DATA IN THIS EXERCISE:
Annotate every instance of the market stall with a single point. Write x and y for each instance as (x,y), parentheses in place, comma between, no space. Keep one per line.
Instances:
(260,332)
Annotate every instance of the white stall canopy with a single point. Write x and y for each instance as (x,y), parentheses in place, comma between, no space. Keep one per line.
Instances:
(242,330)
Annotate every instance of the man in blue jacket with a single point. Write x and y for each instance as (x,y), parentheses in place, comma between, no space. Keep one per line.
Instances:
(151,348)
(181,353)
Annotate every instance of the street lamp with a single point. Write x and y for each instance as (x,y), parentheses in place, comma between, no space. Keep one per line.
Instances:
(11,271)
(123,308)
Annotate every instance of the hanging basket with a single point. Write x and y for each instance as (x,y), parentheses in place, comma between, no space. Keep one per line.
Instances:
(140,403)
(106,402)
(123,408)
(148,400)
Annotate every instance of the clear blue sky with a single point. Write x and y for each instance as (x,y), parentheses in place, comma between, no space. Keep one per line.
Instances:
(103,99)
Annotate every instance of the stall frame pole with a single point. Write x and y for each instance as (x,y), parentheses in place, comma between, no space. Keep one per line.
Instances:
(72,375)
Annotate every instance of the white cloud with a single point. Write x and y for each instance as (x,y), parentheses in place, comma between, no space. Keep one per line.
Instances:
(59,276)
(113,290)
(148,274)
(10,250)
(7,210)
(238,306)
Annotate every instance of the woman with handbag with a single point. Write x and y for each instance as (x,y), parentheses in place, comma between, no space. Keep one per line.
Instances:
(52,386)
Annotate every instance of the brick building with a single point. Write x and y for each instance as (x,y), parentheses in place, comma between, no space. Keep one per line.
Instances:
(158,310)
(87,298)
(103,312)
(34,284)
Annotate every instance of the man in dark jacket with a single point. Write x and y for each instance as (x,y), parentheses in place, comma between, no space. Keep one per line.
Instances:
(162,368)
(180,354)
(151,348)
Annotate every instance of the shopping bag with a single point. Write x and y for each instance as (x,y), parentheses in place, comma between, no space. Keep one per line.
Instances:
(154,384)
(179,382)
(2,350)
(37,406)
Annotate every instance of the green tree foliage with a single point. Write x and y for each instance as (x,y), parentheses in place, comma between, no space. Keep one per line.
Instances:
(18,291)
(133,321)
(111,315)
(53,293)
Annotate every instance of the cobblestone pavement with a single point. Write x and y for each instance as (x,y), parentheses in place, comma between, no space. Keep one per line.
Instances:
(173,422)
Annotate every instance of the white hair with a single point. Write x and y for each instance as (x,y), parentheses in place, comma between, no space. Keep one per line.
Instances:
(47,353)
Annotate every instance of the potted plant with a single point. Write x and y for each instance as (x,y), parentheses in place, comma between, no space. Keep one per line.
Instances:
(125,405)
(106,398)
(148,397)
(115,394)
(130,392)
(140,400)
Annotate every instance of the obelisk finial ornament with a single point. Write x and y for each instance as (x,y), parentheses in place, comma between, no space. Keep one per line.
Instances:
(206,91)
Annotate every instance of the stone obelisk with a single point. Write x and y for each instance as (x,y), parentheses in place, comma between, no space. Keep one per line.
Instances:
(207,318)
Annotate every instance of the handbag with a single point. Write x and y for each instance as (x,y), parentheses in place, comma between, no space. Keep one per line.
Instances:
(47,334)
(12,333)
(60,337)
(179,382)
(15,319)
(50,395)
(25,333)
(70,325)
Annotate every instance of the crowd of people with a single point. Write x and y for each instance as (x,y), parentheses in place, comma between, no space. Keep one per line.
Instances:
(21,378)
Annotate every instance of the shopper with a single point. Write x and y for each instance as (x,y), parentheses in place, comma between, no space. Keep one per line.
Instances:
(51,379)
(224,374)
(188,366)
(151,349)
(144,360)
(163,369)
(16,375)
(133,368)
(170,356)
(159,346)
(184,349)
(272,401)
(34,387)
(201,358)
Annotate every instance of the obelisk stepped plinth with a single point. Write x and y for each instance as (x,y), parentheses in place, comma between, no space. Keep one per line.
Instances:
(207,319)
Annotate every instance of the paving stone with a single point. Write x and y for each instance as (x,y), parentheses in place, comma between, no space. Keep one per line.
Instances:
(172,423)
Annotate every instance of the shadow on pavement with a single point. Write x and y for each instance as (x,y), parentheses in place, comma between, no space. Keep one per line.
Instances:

WHAT YOU WILL DO: Format all of the lines above as a Markdown table with two columns, Row and Line, numbering each line in order and omitting any blank lines.

EXERCISE RESPONSE:
| Row | Line |
|---|---|
| 1 | Annotate every instance of the market stall with a single point. Write x and y for each instance as (x,y), parentheses in place, comma between, no space. Keep one per line. |
| 2 | Instances: |
| 3 | (260,332) |
| 4 | Annotate every instance of the white stall canopy with a single point. Write x and y for each instance as (x,y), parentheses in place, comma between, no space. Keep one per line. |
| 5 | Instances: |
| 6 | (242,330) |
| 7 | Annotate every instance of the man in blue jacket with a single point. Write x and y for each instance as (x,y), parentheses in place, comma between, no space. Keep one per line. |
| 8 | Instances: |
| 9 | (151,348) |
| 10 | (181,353) |
| 11 | Annotate every instance of the street lamp with a single point. Write x and y for each instance as (x,y), parentheses in place, comma between, no space. Keep one per line. |
| 12 | Instances: |
| 13 | (11,271) |
| 14 | (123,308) |
| 15 | Annotate every instance of the hanging basket with a single point. Write x and y for each instance as (x,y), parentheses in place, comma between, no space. Keep one per line. |
| 16 | Instances: |
| 17 | (140,403) |
| 18 | (106,402) |
| 19 | (123,408) |
| 20 | (148,400) |
| 21 | Annotate every instance of the clear blue sky with a single point. Write x and y for each instance as (x,y), parentheses in place, comma between, no space. Keep one per line. |
| 22 | Instances: |
| 23 | (103,99) |
| 24 | Annotate every instance of the stall frame pole with a single point. Write x and y for each instance as (x,y), parentheses in place, comma between, no space. Keep one per line. |
| 25 | Instances: |
| 26 | (72,375) |
| 27 | Annotate every instance of the white cloud with a single point. Write x and y for each instance as (x,y), parentheses in place, comma between, no space. Keep one per line. |
| 28 | Instances: |
| 29 | (59,276) |
| 30 | (113,290) |
| 31 | (148,274) |
| 32 | (10,250) |
| 33 | (7,210) |
| 34 | (238,306) |
| 35 | Annotate every instance of the woman with handbag with a single point. Write x and y for each instance as (x,y), parentheses in place, comma between, no space. Keep one per line. |
| 36 | Instances: |
| 37 | (52,386) |
| 38 | Annotate every instance of the brick building with a single point. Write x and y for each instance as (x,y), parentheses in place, comma between, no space. Keep one per line. |
| 39 | Instances: |
| 40 | (158,310) |
| 41 | (87,298) |
| 42 | (103,312) |
| 43 | (34,284) |
| 44 | Annotate every instance of the man in dark jacket with a single point. Write x and y for each instance as (x,y), parentheses in place, comma between, no space. Keep one per line. |
| 45 | Instances: |
| 46 | (162,368) |
| 47 | (180,354) |
| 48 | (151,348) |
| 49 | Annotate every instance of the shopping bag with a single point. Write x and y for each instance as (x,y), parentheses in place, comma between, no space. Keep one per line. |
| 50 | Instances: |
| 51 | (154,384) |
| 52 | (179,382) |
| 53 | (2,350) |
| 54 | (37,406) |
| 55 | Annotate every instance of the green tree foliage with a single point. Write x and y for each instance as (x,y), parentheses in place, comma between, no space. Keep one per line. |
| 56 | Instances: |
| 57 | (18,291) |
| 58 | (133,321) |
| 59 | (111,315) |
| 60 | (53,293) |
| 61 | Annotate every instance of the cobblestone pavement with a single point. Write x and y for each instance as (x,y), parentheses in place, comma between, no space. Keep one per line. |
| 62 | Instances: |
| 63 | (173,422) |
| 64 | Annotate every instance of the white hair with a single point. Write x and y for each instance as (x,y), parentheses in place, comma between, no space. Keep one per line. |
| 65 | Instances: |
| 66 | (47,353) |
| 67 | Annotate every instance of the potted plant with a single point. Write x and y for each instance as (x,y), parentheses in place, comma between, no space. Keep one per line. |
| 68 | Instances: |
| 69 | (125,405) |
| 70 | (106,398) |
| 71 | (148,397) |
| 72 | (115,394) |
| 73 | (130,392) |
| 74 | (140,400) |
| 75 | Annotate every instance of the obelisk finial ornament with a single point. Write x and y for each instance as (x,y), parentheses in place, comma between, no space. Keep one per line. |
| 76 | Instances: |
| 77 | (206,91) |
| 78 | Annotate every instance of the stone obelisk with a single point. Write x and y for each instance as (x,y), parentheses in place, comma between, no space. Keep one per line. |
| 79 | Instances: |
| 80 | (207,318) |
| 81 | Annotate every instance of the handbag with a single point. Write x and y for each instance as (x,y), parentheses in place, comma between, no space. Keep one per line. |
| 82 | Instances: |
| 83 | (47,334) |
| 84 | (12,333) |
| 85 | (60,337) |
| 86 | (179,382) |
| 87 | (15,319) |
| 88 | (50,395) |
| 89 | (25,333) |
| 90 | (70,325) |
| 91 | Annotate every instance of the crowd of people with a single point. Write x and y for each instance as (x,y), parentheses in place, comma between, no space. Keep one per line. |
| 92 | Instances: |
| 93 | (21,378) |
| 94 | Annotate every instance of the shopper with a single point. Write x and y for each instance as (x,y), parentheses in place, comma between, no space. Keep one per line. |
| 95 | Instances: |
| 96 | (51,379) |
| 97 | (224,374) |
| 98 | (188,366) |
| 99 | (151,349) |
| 100 | (144,360) |
| 101 | (163,369) |
| 102 | (16,375) |
| 103 | (133,368) |
| 104 | (170,356) |
| 105 | (159,346) |
| 106 | (184,349) |
| 107 | (272,401) |
| 108 | (34,387) |
| 109 | (201,358) |
| 110 | Annotate every instance of the obelisk stepped plinth with a single point. Write x and y for each instance as (x,y), parentheses in place, comma between, no space. Keep one per line. |
| 111 | Instances: |
| 112 | (207,319) |
| 113 | Annotate every instance of the paving stone with a single point. Write x and y for each instance as (x,y), parentheses in place, comma between, no space. Keep one per line. |
| 114 | Instances: |
| 115 | (172,423) |
| 116 | Annotate every instance of the shadow on pavement with a single point. Write x and y for each instance as (x,y), parentheses in place, comma between, no space. Keep one per line. |
| 117 | Instances: |